• Written problem: Starting at the line that holds "Annotation task — locate each instance of the front grille", copy every line exactly through the end of the data, and no others.

--- Start Extracted records ---

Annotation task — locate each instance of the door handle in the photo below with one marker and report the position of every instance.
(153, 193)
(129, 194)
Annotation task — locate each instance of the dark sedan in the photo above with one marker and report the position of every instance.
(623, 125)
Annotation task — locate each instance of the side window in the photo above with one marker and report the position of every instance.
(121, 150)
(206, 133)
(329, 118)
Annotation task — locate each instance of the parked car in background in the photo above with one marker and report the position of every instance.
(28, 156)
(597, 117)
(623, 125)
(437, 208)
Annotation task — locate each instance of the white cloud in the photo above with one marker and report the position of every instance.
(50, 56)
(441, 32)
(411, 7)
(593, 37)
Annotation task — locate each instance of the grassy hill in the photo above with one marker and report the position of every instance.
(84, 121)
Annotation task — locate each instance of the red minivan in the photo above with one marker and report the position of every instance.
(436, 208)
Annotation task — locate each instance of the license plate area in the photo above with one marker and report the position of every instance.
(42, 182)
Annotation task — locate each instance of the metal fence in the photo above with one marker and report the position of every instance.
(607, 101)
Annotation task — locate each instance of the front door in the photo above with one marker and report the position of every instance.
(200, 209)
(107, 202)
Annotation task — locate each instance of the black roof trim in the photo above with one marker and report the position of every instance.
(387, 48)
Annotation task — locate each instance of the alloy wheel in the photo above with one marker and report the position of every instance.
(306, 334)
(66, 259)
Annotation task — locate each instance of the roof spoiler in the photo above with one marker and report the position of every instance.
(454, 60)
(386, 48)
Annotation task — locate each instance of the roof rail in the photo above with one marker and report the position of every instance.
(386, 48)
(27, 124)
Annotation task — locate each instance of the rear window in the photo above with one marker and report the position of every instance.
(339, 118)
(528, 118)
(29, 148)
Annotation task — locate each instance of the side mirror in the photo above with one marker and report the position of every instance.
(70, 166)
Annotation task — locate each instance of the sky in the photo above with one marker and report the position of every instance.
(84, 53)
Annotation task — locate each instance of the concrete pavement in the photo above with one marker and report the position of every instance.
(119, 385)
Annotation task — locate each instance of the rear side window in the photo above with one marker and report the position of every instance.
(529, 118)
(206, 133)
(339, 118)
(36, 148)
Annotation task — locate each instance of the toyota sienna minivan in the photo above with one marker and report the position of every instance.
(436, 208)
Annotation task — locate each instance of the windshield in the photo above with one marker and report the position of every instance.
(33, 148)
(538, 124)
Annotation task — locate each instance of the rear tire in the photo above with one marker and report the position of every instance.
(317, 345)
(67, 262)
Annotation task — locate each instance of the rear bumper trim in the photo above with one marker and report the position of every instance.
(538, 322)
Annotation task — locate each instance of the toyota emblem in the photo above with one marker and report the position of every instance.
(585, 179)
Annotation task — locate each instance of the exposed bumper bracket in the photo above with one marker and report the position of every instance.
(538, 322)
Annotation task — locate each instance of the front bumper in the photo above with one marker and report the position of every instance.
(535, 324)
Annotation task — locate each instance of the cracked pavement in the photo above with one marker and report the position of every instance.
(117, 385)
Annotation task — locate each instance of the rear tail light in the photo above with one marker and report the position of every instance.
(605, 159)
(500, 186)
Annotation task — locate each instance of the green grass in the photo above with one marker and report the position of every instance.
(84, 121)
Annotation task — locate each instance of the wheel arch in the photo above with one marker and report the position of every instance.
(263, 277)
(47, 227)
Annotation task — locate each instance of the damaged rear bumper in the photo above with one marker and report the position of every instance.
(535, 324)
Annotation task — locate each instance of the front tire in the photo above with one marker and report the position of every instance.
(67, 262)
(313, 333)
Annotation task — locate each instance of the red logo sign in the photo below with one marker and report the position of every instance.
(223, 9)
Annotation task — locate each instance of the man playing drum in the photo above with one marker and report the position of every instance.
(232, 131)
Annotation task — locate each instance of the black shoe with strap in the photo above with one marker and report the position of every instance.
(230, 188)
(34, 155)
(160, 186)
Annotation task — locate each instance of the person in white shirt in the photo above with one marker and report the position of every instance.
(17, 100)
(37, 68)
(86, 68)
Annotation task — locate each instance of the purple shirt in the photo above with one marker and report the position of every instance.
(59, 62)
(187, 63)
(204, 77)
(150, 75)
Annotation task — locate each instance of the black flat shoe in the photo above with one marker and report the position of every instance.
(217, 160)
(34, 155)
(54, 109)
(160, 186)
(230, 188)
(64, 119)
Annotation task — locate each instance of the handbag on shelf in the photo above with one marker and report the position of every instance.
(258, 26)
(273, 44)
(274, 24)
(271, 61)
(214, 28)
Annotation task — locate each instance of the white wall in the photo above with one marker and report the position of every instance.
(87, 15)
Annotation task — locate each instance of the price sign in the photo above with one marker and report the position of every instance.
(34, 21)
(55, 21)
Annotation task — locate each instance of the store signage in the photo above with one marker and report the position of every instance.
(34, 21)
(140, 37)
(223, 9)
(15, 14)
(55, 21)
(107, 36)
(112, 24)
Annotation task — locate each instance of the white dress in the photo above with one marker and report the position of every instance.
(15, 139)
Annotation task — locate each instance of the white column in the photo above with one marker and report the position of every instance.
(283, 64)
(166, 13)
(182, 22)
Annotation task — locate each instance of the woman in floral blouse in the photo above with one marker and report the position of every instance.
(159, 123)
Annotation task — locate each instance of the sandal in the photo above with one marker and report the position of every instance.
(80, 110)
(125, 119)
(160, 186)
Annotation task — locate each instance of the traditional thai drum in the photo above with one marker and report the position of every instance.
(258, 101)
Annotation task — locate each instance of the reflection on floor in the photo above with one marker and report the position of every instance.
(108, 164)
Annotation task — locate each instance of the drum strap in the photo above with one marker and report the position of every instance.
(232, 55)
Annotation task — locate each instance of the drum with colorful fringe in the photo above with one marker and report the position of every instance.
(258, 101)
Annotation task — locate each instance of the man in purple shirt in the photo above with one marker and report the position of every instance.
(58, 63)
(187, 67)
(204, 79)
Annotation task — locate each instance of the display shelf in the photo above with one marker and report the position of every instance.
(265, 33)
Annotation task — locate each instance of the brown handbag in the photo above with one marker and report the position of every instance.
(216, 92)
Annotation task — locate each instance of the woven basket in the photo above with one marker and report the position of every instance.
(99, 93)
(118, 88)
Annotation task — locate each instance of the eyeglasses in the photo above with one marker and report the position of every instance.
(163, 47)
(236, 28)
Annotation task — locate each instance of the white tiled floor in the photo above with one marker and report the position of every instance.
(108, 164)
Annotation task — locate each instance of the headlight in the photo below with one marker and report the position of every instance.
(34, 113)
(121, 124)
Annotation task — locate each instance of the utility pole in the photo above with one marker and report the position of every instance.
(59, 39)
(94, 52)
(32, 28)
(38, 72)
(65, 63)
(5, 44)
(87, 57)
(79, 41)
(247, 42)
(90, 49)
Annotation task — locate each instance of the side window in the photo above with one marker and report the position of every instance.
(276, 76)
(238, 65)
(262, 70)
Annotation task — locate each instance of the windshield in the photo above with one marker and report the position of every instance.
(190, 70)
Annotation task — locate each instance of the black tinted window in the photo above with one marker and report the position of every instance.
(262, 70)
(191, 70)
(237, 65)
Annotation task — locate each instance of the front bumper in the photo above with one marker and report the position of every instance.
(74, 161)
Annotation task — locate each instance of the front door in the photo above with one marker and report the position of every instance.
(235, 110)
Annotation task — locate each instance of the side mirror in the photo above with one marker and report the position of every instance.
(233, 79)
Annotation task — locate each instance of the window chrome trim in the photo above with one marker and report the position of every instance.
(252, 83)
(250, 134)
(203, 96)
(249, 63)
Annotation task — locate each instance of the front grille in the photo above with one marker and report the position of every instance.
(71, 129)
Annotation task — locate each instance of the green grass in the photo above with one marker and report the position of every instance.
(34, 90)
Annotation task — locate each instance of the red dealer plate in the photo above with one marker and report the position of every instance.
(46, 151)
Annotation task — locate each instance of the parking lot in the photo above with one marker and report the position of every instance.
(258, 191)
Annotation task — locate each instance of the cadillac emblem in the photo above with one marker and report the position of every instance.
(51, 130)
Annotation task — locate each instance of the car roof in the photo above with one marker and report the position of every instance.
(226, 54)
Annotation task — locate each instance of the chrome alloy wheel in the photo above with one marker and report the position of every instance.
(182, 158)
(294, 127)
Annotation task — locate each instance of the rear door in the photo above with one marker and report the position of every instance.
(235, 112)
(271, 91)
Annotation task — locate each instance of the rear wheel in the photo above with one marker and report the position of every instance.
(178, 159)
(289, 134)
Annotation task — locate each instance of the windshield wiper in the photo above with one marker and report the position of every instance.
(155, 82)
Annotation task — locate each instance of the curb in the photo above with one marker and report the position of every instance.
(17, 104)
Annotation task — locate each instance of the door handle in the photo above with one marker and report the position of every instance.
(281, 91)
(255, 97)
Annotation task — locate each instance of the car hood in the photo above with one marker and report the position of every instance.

--- End Extracted records ---

• Reply:
Annotation task — locate each instance of the front grille in the photo above with one marker and report the position of every instance.
(71, 129)
Annotation task — locate each instance of the green grass in the photo above with one marker and report the position of every instance.
(34, 90)
Annotation task — locate each instance of the red dealer plate in the photo above with one marker and report the position of every instance.
(46, 151)
Annotation task — locate each instance of the parking lot in the photo above with one marker and report the position of every instance.
(258, 191)
Annotation task — locate each instance of the cadillac emblem in the photo above with one marker and report the position of every instance.
(51, 130)
Annotation task — locate each instance of the car roof in the photo above with one marker and report the position of every instance.
(226, 54)
Annotation task — locate each instance of the chrome alloy wheel in the photo above with one marker and report the position of every instance.
(182, 158)
(294, 127)
Annotation task — locate each instance of the rear door in the photo above with one marker and report the position of every instance.
(235, 112)
(271, 91)
Annotation task — locate each instance of the rear wheel in the photo above with one marker and report the position of every instance.
(178, 159)
(289, 134)
Annotation task — locate each instance of the windshield wiper in the photo above with one marker and report the position of every instance.
(155, 82)
Annotation task — locate each instance of the curb in the photo above with one marker and report the position of every instance.
(17, 104)
Annotation task — locate each instance of the door handle in the photo above with one marker and report the position of every instance.
(281, 91)
(255, 97)
Annotation task — locate each instance of the car hood in the photo above with one marker and report the position of every instance.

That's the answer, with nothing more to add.